Directions for this task => Would you restate all of the entries verbatim, minus any images?

Source material =>
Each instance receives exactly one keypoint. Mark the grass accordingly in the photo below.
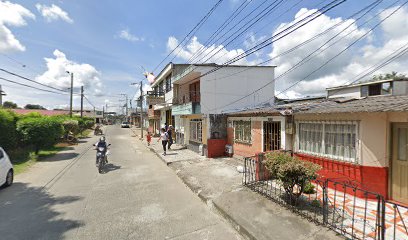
(24, 158)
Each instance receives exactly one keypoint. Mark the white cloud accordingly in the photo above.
(223, 55)
(84, 74)
(53, 13)
(12, 15)
(323, 78)
(125, 34)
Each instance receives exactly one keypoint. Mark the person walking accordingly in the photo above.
(164, 136)
(170, 133)
(148, 138)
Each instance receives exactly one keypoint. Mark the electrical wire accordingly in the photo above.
(197, 26)
(29, 86)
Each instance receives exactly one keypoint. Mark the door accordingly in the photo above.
(272, 136)
(399, 164)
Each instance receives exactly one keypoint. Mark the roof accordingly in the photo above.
(367, 83)
(337, 105)
(42, 112)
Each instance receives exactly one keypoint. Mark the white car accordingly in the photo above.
(6, 169)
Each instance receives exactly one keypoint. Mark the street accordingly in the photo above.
(138, 197)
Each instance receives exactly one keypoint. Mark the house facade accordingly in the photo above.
(201, 100)
(357, 136)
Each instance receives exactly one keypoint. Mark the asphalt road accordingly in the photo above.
(138, 197)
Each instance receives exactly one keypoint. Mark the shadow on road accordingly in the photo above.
(60, 157)
(30, 213)
(171, 153)
(111, 167)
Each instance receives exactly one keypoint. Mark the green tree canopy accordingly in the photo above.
(9, 104)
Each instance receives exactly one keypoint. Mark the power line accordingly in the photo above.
(197, 26)
(348, 47)
(228, 20)
(30, 80)
(25, 85)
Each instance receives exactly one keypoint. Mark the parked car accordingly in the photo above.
(6, 169)
(125, 125)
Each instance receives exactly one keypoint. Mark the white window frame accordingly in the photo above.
(237, 140)
(355, 160)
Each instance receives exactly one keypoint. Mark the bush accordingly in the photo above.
(309, 188)
(292, 172)
(40, 132)
(8, 137)
(70, 126)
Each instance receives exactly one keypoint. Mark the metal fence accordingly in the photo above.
(351, 211)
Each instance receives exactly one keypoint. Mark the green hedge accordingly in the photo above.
(8, 136)
(40, 132)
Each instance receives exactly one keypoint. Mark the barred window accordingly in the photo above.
(242, 131)
(337, 140)
(196, 131)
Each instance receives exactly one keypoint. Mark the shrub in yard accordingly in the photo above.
(309, 188)
(40, 132)
(70, 126)
(8, 133)
(294, 173)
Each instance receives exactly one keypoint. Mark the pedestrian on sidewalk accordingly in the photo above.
(170, 133)
(164, 136)
(148, 138)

Solution =>
Each instance receives exactly one keypoint. Mark the grass accordingly in the photo below.
(24, 158)
Each instance receives exactly one keypoint. Mark the white cloud accordingly in the photo above.
(223, 55)
(84, 74)
(53, 13)
(12, 15)
(323, 78)
(125, 34)
Each instance receives exactly one keypoint. Mark the person walking accordingly in the photo above.
(164, 136)
(170, 133)
(148, 138)
Each instance receives exactly one keypoint. Mark the electrical wire accordingly in the photo above.
(197, 26)
(29, 86)
Each instance receives exactly one keypoint. Mark the door accordingly in the photo above.
(272, 136)
(399, 164)
Each instance receives exactly one keypoint. Mark the roof accordingly in the photo above.
(367, 83)
(337, 105)
(42, 112)
Each instance receives exactly one keypoint. Mark the white car accordingly in the photo above.
(6, 169)
Each instance receives exactly one keypoint. Mark the street accordingly in the photo above.
(138, 197)
Each instance receives exactly one keypoint. Mark the house facade accordingly in the photo above.
(201, 100)
(357, 136)
Each instance receives exactly one keypoint. Mark the asphalt road accordingly in the photo above.
(138, 197)
Each instance receives exactly one keypoint. Mark the shadow on road accordingly in the photo above.
(60, 157)
(30, 213)
(171, 153)
(111, 167)
Each instance receives exactly one keypoint. Mark the green tree canopy accordingly in the photo above.
(9, 104)
Each instance receives exactly one keypoint. Mark the power line accordingly in the photo above.
(197, 26)
(348, 47)
(228, 20)
(30, 80)
(25, 85)
Each instance receives exactly one keypoint. Mark the parked car accordingly in the photo above.
(6, 169)
(125, 125)
Each instance receives exactly one keypoint. Mark the white window frame accordingly in the photo above.
(237, 140)
(355, 160)
Each instance receives exactly one keypoint. Mark the bush accordingly in the photo above.
(309, 188)
(292, 172)
(40, 132)
(8, 137)
(70, 126)
Each instance receives exactly one keypoint. Mark the metal fence accordingly in the photo above.
(351, 211)
Each instance receives exactly one keypoint. Mark the green hedge accordingly in the photo above.
(8, 136)
(40, 132)
Each instance receives exactly one keypoint. Mark the barred window accordingly in the photo above.
(242, 131)
(337, 140)
(196, 131)
Each instance receives exactly one keypoint. Mark the shrub in yard accordingly in the photo above.
(309, 188)
(40, 132)
(70, 126)
(8, 133)
(294, 173)
Each instance receives exactly one keypoint. Mark the pedestrian on sidewalk accordingly in the photo above.
(170, 133)
(164, 136)
(148, 138)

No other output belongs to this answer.